§ TASK INSTRUCTIONS:
**1.** Which people are named in the email excerpt about concurrency? List every one.
**2.** Scale down the records, starting at their beginning and ending at the line containing "162], [163, 192]]]". Repeat those lines with the requests included, multiplying every vertex coordinate in the answers by 0.2 and rounding to whole numbers with halves going up, and leave out the pictures.

On 22 April 2006 04:03, John Meacham wrote:
On Fri, Apr 21, 2006 at 10:01:51AM -0400, Manuel M T Chakravarty wrote:
Concerning the issue of preemptive versus cooperative concurrency, I still think cooperative concurrency is pretty useless. Is there any non-toy application that actually uses Hugs' current cooperative concurrency?
A couple of notes
* How many non-toy applications can use hugs at all independent of concurrency? in a big concurrent app you are most likely going to need some ghc extension anyway.
* It is unclear that pre-emptiveness even buys you much, standardwise. the only thing it can give over a cooperative one is better latency and even that can't be done as oleg pointed out without careful control of when lazy (pure) code gets evaluated, a similar situation to what one has to think about with cooperative implementations.

§ SUPPLIED DATA:
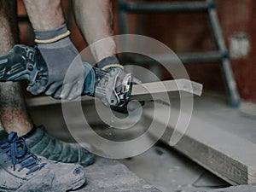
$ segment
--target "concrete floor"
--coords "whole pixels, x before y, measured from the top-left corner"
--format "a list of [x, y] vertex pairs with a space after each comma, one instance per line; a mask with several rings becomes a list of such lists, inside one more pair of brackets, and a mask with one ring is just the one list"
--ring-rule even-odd
[[[197, 97], [195, 103], [195, 115], [234, 134], [256, 142], [254, 105], [242, 103], [239, 108], [231, 108], [223, 96], [212, 94]], [[65, 125], [60, 105], [29, 109], [35, 123], [44, 124], [52, 136], [67, 142], [73, 141]], [[92, 113], [90, 117], [94, 117], [94, 114]], [[205, 191], [230, 186], [229, 183], [160, 143], [141, 155], [121, 160], [120, 162], [163, 192]]]

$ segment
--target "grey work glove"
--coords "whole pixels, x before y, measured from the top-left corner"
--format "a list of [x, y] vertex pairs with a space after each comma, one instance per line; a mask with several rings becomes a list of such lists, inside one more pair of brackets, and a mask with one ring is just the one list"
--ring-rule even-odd
[[68, 35], [65, 24], [50, 31], [35, 31], [36, 49], [46, 67], [40, 69], [36, 83], [27, 87], [32, 94], [44, 93], [55, 99], [68, 100], [81, 95], [85, 68]]

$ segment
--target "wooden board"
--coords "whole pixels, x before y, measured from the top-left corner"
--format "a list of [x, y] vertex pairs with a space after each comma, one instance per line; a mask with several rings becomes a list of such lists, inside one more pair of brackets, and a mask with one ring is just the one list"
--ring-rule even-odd
[[[166, 110], [170, 107], [158, 105], [154, 110], [148, 108], [145, 117], [148, 120], [154, 117], [160, 126], [165, 119], [161, 119], [161, 115], [155, 118], [154, 113], [165, 113]], [[178, 113], [178, 110], [172, 108], [172, 117], [162, 137], [166, 144], [170, 144]], [[256, 144], [203, 119], [192, 117], [187, 131], [173, 148], [231, 184], [256, 183]]]
[[[183, 94], [191, 96], [192, 94], [201, 96], [202, 92], [202, 85], [201, 84], [188, 80], [188, 79], [176, 79], [160, 82], [147, 83], [143, 84], [135, 84], [132, 88], [131, 99], [137, 101], [147, 101], [161, 99], [163, 93], [168, 93], [170, 98], [179, 97], [180, 91]], [[92, 101], [94, 97], [84, 96], [81, 101]], [[70, 102], [62, 100], [62, 102]], [[35, 96], [26, 100], [29, 107], [43, 106], [61, 103], [61, 100], [55, 100], [50, 96]]]

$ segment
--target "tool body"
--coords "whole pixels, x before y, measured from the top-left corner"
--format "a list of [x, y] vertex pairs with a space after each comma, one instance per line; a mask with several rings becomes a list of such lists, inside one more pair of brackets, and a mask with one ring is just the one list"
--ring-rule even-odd
[[[129, 101], [132, 89], [131, 73], [118, 67], [102, 71], [87, 62], [83, 64], [86, 76], [82, 95], [96, 96], [108, 107], [120, 107]], [[0, 56], [0, 81], [26, 80], [32, 85], [38, 79], [47, 79], [45, 68], [46, 63], [38, 49], [17, 44]]]

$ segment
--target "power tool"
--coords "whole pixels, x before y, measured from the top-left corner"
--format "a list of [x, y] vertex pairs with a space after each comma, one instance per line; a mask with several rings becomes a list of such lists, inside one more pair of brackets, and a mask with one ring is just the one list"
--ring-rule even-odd
[[[103, 71], [87, 62], [83, 64], [86, 76], [82, 96], [98, 97], [110, 108], [122, 107], [129, 102], [132, 89], [131, 73], [125, 73], [119, 67]], [[44, 67], [47, 66], [39, 50], [16, 44], [9, 52], [0, 56], [0, 81], [26, 80], [32, 85]], [[44, 75], [47, 78], [47, 74]]]

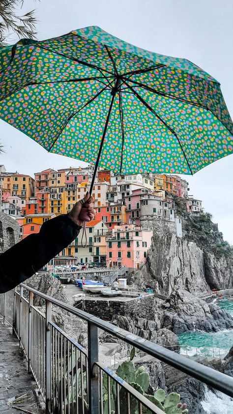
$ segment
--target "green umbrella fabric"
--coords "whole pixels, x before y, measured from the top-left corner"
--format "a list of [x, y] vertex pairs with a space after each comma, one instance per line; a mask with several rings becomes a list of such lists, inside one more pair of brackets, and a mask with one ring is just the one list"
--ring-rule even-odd
[[192, 174], [232, 153], [219, 83], [97, 27], [0, 50], [0, 117], [47, 150], [117, 173]]

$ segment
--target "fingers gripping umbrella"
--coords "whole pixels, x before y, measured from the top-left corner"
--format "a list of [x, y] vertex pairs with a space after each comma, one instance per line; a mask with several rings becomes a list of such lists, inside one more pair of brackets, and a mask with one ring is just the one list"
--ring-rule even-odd
[[0, 117], [52, 152], [118, 174], [193, 174], [232, 153], [219, 83], [99, 28], [0, 50]]

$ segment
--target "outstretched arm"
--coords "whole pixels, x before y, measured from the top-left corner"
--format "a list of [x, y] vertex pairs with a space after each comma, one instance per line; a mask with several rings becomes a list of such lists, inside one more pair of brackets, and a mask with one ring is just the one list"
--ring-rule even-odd
[[0, 293], [14, 288], [48, 263], [77, 237], [82, 207], [88, 209], [91, 220], [95, 214], [94, 200], [87, 194], [85, 204], [76, 203], [69, 214], [44, 223], [37, 234], [30, 235], [0, 256]]

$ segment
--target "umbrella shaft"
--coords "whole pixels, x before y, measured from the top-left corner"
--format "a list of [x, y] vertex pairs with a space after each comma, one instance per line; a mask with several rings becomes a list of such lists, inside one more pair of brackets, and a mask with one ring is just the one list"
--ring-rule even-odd
[[99, 165], [99, 160], [100, 160], [100, 155], [101, 155], [101, 152], [102, 152], [102, 148], [103, 148], [103, 146], [104, 145], [104, 139], [105, 138], [105, 135], [106, 134], [107, 129], [107, 128], [108, 128], [108, 123], [109, 123], [109, 119], [110, 118], [110, 115], [111, 115], [111, 111], [112, 111], [112, 108], [113, 108], [113, 102], [114, 102], [114, 98], [115, 97], [115, 96], [116, 96], [116, 91], [117, 89], [118, 83], [119, 83], [119, 79], [118, 79], [118, 78], [116, 78], [115, 86], [114, 88], [113, 88], [113, 89], [112, 89], [112, 92], [111, 92], [111, 94], [112, 95], [112, 99], [111, 99], [111, 103], [110, 103], [110, 106], [109, 107], [109, 112], [108, 113], [108, 115], [107, 115], [107, 117], [106, 120], [106, 122], [105, 122], [105, 125], [104, 125], [104, 132], [103, 132], [103, 135], [102, 135], [102, 137], [101, 142], [100, 143], [100, 147], [99, 147], [99, 152], [98, 153], [97, 157], [96, 158], [96, 161], [95, 162], [95, 168], [94, 168], [94, 172], [93, 173], [92, 179], [91, 180], [91, 183], [90, 184], [90, 189], [89, 190], [89, 193], [90, 194], [90, 196], [91, 195], [91, 193], [92, 192], [93, 187], [94, 186], [94, 182], [95, 182], [95, 177], [96, 176], [96, 173], [97, 173], [97, 169], [98, 169], [98, 166]]

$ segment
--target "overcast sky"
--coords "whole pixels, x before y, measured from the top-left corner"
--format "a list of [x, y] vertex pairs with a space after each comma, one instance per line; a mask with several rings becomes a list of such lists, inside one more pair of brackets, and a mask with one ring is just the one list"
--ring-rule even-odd
[[[220, 82], [233, 117], [232, 0], [26, 0], [24, 10], [35, 7], [39, 39], [98, 26], [144, 49], [191, 60]], [[47, 153], [1, 120], [0, 131], [6, 151], [0, 163], [8, 171], [33, 177], [47, 168], [82, 164]], [[233, 176], [231, 155], [185, 177], [190, 194], [203, 200], [225, 238], [233, 244]]]

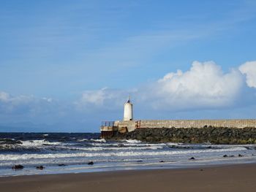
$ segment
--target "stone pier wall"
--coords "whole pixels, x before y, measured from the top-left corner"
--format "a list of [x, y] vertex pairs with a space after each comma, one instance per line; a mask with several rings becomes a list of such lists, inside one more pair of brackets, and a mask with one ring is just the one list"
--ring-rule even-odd
[[256, 128], [256, 120], [151, 120], [140, 121], [141, 128], [203, 128], [206, 126], [228, 128]]
[[256, 119], [248, 120], [142, 120], [116, 121], [118, 129], [132, 131], [137, 128], [203, 128], [206, 126], [241, 128], [256, 128]]

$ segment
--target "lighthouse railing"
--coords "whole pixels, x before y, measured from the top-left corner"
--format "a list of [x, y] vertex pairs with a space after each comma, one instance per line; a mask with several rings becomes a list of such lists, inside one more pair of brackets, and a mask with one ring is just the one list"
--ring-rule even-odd
[[115, 126], [115, 121], [102, 121], [102, 126], [112, 127]]

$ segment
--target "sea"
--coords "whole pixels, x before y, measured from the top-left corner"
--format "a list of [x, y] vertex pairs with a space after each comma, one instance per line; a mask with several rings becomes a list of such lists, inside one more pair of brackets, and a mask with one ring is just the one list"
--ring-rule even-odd
[[[0, 177], [255, 162], [255, 145], [109, 141], [99, 133], [0, 133]], [[12, 169], [18, 164], [23, 169]]]

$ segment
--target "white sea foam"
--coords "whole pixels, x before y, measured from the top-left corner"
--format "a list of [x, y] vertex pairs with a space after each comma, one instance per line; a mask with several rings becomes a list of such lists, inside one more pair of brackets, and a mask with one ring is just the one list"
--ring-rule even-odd
[[245, 147], [238, 147], [227, 149], [208, 149], [193, 150], [167, 150], [167, 151], [121, 151], [110, 153], [48, 153], [48, 154], [22, 154], [0, 155], [0, 161], [28, 160], [36, 158], [56, 158], [72, 157], [108, 157], [108, 156], [142, 156], [142, 155], [168, 155], [178, 154], [195, 154], [218, 152], [231, 152], [246, 150]]
[[86, 150], [86, 151], [102, 151], [102, 150], [158, 150], [162, 149], [162, 146], [144, 146], [144, 147], [65, 147], [69, 150]]
[[48, 141], [46, 141], [45, 139], [42, 140], [29, 140], [29, 141], [21, 141], [22, 144], [20, 144], [22, 146], [26, 146], [26, 147], [37, 147], [37, 146], [42, 146], [45, 145], [61, 145], [61, 142], [50, 142]]
[[88, 141], [87, 139], [78, 139], [78, 142], [85, 142], [85, 141]]
[[106, 142], [106, 140], [105, 139], [91, 139], [90, 141], [93, 141], [95, 142]]
[[136, 139], [126, 139], [124, 141], [127, 142], [129, 142], [129, 143], [140, 143], [141, 142], [141, 141], [136, 140]]

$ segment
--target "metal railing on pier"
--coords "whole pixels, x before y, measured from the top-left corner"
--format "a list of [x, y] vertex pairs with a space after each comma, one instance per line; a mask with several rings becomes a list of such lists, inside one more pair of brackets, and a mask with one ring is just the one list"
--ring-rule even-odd
[[115, 121], [102, 121], [102, 126], [112, 127], [115, 126]]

§ RESPONSES TO THE EXERCISE:
**1.**
John Meacham
Manuel M T Chakravarty
oleg

**2.**
$ segment
--target "concrete floor"
--coords "whole pixels, x before y, measured from the top-left corner"
--format "a list of [x, y] vertex pairs with a space after each comma, one instance per line; a mask with several rings becomes a list of such lists, inside one more pair of brackets, and a mask with one ring is just the one list"
--ring-rule even-odd
[[[39, 19], [39, 21], [39, 23], [47, 27], [51, 28], [51, 21], [48, 21], [48, 22], [46, 22], [45, 19], [42, 19]], [[13, 25], [12, 21], [6, 22], [7, 25], [9, 25], [10, 27], [13, 28], [15, 28]], [[18, 23], [18, 23], [19, 23], [19, 23]], [[41, 38], [46, 37], [46, 37], [32, 29], [28, 31], [24, 32], [24, 32], [33, 38]]]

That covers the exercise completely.